### GIVEN EXERCISE
Reproduce exactly the lines from the line containing "Please put a point on each instance of the yellow" through the end of the records below, including both ends, and nothing else.

### DATA LISTING
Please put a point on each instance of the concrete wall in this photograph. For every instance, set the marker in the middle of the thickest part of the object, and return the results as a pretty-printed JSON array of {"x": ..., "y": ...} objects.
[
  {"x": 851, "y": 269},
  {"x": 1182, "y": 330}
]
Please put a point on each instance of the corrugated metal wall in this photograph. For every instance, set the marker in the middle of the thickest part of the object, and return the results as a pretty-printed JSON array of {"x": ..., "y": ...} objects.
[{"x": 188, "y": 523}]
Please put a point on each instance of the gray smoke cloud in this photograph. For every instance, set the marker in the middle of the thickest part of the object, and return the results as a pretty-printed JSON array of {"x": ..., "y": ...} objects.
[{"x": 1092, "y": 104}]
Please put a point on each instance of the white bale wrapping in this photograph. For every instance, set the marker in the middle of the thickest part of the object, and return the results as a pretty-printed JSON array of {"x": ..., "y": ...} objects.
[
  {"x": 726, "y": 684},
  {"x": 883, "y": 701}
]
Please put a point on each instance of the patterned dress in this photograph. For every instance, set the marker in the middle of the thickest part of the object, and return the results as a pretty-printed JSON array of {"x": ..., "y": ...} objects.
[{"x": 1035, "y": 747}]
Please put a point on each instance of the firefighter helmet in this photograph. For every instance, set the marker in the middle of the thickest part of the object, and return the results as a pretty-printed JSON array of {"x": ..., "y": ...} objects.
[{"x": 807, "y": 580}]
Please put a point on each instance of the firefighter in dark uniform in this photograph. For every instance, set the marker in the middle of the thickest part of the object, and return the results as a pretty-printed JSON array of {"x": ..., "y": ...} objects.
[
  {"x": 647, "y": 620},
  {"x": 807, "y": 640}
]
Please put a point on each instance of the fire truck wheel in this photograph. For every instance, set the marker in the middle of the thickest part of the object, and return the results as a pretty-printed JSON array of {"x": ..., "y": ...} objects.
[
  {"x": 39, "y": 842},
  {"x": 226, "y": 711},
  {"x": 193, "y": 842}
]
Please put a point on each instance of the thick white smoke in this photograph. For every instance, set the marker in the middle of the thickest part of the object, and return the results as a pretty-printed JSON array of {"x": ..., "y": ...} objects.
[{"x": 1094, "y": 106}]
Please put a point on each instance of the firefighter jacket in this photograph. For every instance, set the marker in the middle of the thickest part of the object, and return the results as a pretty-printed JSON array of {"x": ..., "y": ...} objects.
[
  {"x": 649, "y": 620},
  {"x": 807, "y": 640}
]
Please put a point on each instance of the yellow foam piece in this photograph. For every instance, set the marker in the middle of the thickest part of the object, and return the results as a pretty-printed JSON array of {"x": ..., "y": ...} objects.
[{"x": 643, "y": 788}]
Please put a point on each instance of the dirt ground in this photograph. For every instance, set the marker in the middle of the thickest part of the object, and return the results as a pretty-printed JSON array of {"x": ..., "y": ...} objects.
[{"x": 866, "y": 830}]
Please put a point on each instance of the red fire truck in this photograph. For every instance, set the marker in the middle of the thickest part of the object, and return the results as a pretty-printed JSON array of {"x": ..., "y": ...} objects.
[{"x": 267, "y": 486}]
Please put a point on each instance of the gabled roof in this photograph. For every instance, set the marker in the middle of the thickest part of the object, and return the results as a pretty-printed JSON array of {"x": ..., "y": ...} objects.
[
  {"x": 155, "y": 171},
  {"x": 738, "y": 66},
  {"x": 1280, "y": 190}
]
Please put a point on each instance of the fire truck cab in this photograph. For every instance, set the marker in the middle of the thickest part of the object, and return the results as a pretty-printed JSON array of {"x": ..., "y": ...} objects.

### FINAL ANSWER
Please put a point on each instance of the yellow foam piece in this photograph. For every instance, set the marker in the middle of the thickest part of the object, and return the results as a pretty-printed JSON array of {"x": ..., "y": ...} objects.
[{"x": 643, "y": 788}]
Please put a point on each instance of the dirt ground in this photograph. For every instance, set the marker in the middle of the thickest part of the object, and return the results as a pretty-printed JSON array of {"x": ..., "y": ...} objects.
[{"x": 866, "y": 830}]
Please put a point on each instance of the red fire truck in this photograph. For every instance, set the marker in the middle of the thickest part of the object, and return the results as a pretty-printed JSON array of {"x": ..., "y": ...} objects.
[{"x": 267, "y": 486}]
Please put a point on each instance of the gabled roof in this photograph. For every instance, set the marker in the middle of the thickest part of the object, and return the results as a pretty-printed JSON array of {"x": ..., "y": ...} objects.
[
  {"x": 155, "y": 171},
  {"x": 738, "y": 66},
  {"x": 1280, "y": 190}
]
Please put a point on each instance of the fire truck cab in this photograph. For every instance, set the marker in the middle of the thickest part of the object, and return the results as a pretty-printed JSON array of {"x": ..., "y": ...} objects.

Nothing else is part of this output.